++++ Materials provided

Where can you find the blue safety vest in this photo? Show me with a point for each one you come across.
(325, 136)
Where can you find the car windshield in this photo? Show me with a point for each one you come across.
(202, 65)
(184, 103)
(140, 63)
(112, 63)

++++++++

Request:
Please rewrite the data from the line with "Where can you find the car" through the last line, replacing "windshield" with "front window" and changing nothing else.

Result:
Where can you find the car front window in this photo? Show me with a point for each one you come across.
(202, 65)
(184, 103)
(140, 63)
(112, 63)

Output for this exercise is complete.